TASK OBJECTIVE
Count the lines below that contain the string "throw" and reply with that number alone.

..............................

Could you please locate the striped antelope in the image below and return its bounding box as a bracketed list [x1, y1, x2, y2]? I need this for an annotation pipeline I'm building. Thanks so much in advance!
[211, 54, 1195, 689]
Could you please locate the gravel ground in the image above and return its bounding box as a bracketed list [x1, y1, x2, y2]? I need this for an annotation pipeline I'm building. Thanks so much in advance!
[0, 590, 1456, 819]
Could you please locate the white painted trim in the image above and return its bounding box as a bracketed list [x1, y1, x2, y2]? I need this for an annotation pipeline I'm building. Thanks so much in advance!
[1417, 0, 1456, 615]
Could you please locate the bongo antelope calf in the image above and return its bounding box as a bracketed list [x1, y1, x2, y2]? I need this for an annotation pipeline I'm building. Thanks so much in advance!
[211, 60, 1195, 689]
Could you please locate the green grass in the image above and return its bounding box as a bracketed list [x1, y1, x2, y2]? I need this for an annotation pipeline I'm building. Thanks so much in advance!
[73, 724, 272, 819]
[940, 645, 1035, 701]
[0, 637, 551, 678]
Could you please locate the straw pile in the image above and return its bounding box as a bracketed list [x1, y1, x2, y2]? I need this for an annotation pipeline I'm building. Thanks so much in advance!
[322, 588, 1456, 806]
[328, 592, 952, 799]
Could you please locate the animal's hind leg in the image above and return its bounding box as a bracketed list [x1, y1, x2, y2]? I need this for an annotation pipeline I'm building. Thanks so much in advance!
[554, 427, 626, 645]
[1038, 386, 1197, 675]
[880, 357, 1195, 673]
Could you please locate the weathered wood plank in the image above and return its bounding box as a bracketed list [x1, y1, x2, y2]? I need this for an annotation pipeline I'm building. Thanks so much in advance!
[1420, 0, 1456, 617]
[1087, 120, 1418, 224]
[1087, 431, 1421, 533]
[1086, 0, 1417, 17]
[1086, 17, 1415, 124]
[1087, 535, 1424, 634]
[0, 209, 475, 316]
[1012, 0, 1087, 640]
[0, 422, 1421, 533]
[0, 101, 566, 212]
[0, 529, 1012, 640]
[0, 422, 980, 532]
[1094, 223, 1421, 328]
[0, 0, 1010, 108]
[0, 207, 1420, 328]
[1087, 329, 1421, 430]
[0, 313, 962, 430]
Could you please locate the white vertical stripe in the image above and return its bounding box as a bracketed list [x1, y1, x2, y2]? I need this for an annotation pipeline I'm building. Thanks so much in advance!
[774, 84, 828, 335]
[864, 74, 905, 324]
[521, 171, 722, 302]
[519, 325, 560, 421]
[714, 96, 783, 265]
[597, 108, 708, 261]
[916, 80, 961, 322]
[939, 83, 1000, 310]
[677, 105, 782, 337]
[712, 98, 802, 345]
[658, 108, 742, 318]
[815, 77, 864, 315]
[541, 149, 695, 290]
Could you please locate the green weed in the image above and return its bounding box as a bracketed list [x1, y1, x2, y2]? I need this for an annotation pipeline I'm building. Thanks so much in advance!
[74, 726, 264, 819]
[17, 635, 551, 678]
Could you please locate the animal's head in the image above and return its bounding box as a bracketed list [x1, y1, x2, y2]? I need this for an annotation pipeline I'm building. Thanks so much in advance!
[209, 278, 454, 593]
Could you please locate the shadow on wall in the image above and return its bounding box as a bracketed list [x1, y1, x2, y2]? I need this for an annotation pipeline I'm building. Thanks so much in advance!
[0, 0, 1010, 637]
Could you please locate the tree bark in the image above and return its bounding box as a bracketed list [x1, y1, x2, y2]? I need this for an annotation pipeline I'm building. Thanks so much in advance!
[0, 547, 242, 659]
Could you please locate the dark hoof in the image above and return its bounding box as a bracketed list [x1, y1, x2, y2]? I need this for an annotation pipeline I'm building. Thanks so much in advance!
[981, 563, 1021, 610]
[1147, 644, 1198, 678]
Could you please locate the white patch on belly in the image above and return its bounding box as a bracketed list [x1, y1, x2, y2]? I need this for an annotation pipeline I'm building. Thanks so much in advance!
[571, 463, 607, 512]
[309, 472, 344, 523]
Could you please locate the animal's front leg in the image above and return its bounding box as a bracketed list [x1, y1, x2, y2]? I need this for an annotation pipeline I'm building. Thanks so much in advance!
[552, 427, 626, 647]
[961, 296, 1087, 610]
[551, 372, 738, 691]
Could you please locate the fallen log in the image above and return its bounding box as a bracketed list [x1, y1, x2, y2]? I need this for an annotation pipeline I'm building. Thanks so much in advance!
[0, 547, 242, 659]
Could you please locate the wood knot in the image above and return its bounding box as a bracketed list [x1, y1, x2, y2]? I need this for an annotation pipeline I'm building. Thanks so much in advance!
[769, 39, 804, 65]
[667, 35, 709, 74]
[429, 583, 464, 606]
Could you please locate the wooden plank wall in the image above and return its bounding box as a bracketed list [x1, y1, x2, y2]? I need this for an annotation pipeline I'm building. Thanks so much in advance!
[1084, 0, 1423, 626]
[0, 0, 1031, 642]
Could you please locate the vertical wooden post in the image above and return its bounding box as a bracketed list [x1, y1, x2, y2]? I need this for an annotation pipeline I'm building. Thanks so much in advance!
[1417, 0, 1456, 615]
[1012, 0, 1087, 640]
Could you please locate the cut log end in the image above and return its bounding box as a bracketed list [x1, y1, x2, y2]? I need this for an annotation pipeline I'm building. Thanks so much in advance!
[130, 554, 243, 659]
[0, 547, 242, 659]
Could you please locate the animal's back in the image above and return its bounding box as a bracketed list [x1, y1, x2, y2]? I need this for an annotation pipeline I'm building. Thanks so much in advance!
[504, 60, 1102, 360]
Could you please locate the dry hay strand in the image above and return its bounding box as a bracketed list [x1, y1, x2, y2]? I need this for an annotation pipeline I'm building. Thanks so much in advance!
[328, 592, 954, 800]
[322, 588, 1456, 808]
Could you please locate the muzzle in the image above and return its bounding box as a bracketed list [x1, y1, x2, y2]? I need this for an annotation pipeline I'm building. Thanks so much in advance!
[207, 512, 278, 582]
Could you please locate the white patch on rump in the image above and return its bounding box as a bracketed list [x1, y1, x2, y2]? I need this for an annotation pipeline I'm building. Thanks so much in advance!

..............................

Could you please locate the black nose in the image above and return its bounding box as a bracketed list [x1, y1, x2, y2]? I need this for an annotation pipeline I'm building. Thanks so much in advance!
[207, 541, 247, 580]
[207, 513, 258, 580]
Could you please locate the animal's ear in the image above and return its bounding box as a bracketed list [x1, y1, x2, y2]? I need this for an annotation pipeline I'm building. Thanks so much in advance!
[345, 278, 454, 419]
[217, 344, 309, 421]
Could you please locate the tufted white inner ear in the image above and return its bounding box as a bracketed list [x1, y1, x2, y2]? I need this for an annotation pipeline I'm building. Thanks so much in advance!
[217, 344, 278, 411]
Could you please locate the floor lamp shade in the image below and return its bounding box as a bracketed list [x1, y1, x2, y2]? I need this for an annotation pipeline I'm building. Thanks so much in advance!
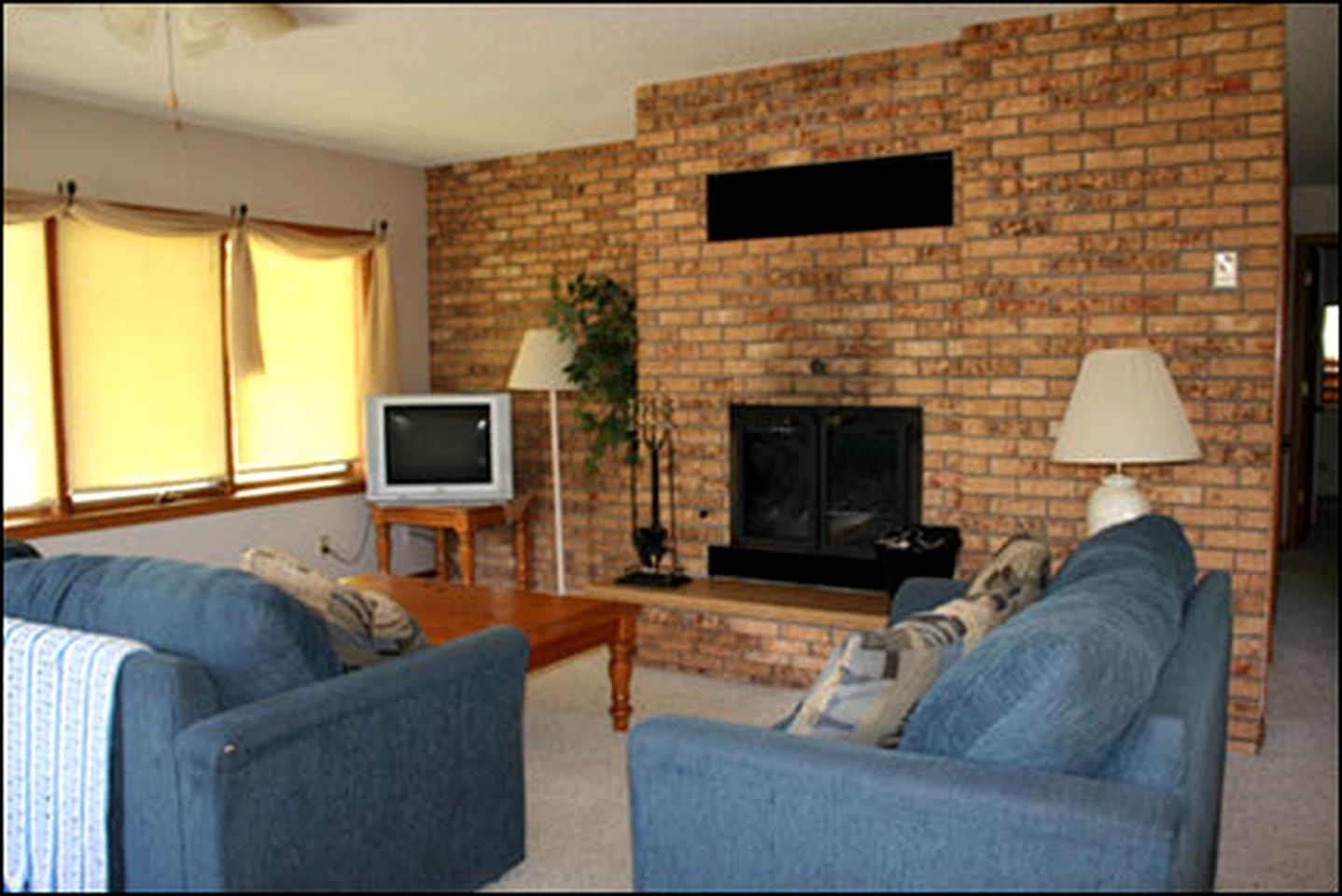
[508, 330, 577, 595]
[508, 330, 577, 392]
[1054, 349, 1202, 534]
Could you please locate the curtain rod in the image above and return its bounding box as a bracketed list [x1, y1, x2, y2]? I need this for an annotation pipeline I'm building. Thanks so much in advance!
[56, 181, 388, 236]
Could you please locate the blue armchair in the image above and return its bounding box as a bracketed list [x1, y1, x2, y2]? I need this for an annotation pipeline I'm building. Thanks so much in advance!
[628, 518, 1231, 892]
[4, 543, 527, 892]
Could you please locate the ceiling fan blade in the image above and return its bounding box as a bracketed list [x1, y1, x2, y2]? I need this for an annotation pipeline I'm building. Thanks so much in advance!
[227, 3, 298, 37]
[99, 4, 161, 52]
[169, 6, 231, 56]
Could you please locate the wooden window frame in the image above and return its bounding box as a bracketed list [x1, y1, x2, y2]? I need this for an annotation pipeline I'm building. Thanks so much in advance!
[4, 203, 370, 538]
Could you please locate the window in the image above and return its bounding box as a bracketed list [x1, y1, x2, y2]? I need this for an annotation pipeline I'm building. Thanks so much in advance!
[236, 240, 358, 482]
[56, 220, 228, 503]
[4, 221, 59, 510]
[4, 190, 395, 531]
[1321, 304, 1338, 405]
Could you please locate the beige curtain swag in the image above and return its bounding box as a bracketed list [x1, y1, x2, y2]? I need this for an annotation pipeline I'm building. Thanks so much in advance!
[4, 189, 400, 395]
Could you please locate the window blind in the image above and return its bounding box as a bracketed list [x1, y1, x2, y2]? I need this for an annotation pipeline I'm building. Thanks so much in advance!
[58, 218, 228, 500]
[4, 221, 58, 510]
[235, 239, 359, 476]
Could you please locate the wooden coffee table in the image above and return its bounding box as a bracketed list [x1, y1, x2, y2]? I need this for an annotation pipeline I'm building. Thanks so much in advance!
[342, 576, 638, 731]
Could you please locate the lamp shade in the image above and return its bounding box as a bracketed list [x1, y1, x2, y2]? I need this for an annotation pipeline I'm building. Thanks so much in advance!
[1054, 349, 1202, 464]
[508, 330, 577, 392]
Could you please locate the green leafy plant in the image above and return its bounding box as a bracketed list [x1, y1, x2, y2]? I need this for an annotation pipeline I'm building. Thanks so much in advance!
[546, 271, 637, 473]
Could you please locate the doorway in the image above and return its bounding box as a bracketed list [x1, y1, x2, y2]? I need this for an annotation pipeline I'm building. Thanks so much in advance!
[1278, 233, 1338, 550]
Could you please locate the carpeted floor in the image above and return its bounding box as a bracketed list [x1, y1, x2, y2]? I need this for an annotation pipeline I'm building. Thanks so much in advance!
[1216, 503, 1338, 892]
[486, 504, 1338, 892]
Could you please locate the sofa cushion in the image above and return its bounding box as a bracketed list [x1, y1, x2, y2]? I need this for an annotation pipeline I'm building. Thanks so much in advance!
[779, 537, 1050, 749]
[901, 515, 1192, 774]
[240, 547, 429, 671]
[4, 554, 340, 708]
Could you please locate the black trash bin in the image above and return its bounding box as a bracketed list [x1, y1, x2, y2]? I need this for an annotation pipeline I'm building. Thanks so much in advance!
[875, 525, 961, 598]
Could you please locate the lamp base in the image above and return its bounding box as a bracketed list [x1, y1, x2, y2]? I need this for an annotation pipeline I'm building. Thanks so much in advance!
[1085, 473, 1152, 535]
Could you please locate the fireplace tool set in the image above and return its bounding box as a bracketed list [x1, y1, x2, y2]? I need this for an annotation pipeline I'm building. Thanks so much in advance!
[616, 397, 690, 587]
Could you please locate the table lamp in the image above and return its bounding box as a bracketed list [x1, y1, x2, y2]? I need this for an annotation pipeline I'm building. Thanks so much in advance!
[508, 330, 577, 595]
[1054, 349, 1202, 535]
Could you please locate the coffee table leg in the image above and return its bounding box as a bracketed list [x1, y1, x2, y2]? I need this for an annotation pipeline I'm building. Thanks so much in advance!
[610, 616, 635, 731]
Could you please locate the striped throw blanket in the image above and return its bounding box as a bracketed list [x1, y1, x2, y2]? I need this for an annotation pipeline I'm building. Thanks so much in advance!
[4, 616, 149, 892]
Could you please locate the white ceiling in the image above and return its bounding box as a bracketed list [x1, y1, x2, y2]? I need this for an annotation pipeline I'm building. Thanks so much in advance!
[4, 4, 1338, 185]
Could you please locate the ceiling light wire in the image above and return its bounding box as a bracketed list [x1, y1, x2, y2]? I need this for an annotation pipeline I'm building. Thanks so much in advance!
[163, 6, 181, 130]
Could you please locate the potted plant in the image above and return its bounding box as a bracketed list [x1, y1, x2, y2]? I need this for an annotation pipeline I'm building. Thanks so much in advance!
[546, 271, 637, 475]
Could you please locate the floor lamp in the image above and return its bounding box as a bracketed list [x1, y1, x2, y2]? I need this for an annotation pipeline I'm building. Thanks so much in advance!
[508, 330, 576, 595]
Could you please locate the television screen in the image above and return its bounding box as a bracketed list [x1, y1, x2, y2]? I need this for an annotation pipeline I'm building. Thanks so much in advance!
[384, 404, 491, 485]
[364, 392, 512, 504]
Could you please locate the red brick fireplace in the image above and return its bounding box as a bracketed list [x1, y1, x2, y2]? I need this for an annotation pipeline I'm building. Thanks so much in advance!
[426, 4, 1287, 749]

..............................

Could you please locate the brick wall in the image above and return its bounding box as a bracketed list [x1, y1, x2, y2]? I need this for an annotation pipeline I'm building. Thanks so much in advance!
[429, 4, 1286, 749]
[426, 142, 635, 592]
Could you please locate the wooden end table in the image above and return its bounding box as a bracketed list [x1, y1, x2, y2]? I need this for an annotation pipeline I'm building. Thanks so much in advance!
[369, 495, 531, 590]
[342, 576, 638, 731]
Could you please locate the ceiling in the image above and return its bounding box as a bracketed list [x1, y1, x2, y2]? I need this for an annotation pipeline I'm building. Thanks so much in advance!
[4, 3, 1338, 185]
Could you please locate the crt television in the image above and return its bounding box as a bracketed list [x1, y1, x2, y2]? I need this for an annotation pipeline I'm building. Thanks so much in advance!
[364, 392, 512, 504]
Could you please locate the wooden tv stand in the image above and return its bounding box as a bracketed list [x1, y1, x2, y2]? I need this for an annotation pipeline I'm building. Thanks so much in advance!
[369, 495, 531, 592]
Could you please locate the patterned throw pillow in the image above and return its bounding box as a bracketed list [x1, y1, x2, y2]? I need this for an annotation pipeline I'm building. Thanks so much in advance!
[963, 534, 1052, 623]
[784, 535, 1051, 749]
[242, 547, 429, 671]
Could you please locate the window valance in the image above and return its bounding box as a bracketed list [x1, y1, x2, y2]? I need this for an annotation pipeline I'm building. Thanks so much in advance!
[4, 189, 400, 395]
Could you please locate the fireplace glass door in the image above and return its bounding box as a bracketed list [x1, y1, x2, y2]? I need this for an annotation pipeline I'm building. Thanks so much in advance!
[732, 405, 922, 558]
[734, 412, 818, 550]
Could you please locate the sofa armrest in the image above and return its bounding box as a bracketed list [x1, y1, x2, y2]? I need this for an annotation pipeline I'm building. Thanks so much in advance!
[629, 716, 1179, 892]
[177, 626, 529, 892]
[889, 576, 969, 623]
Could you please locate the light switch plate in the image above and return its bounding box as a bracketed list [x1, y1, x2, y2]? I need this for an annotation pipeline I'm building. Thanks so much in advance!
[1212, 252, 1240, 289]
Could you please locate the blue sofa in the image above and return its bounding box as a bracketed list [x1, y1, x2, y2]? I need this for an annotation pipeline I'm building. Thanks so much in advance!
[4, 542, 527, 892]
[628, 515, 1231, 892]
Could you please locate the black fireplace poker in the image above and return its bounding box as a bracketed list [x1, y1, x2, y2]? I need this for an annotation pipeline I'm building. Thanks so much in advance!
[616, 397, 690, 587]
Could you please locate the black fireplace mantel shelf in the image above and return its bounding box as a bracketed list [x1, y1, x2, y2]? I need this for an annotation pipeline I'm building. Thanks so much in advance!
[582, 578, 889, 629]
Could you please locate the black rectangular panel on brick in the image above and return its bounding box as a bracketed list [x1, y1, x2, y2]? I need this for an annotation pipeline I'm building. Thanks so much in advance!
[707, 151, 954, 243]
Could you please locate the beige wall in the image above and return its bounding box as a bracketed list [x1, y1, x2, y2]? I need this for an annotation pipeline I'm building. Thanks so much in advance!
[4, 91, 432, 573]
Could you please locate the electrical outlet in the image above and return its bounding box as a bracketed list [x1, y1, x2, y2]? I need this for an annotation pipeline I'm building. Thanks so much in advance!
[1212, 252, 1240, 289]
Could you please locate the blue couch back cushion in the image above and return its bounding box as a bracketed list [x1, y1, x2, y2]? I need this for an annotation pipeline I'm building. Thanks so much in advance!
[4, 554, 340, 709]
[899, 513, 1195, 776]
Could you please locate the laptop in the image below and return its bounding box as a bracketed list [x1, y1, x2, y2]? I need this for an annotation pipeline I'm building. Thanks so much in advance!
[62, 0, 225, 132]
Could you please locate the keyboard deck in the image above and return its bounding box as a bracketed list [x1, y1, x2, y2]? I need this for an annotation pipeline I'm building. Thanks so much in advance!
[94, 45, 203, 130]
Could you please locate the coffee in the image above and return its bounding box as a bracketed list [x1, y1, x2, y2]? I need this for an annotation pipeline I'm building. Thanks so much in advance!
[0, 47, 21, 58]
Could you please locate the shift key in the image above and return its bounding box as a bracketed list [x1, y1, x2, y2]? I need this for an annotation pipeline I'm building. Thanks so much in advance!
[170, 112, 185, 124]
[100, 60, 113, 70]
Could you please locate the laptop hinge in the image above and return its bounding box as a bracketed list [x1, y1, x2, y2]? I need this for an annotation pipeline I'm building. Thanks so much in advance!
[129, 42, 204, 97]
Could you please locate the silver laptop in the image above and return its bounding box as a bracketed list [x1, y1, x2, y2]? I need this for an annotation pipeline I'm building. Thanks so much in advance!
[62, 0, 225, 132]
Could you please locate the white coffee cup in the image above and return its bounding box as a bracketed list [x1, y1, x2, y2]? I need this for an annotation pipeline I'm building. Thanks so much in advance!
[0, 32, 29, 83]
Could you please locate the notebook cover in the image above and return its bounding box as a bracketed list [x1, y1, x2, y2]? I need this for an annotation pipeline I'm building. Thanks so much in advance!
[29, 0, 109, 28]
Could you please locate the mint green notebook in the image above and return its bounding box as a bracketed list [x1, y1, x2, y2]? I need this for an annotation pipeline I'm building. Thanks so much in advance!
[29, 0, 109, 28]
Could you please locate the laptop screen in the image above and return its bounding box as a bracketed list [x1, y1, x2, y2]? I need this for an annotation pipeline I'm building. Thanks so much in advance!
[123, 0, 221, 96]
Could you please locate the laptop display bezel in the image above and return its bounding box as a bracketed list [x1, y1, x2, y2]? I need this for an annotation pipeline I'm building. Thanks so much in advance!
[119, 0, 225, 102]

..............................

SOLUTION FOR THIS PROBLEM
2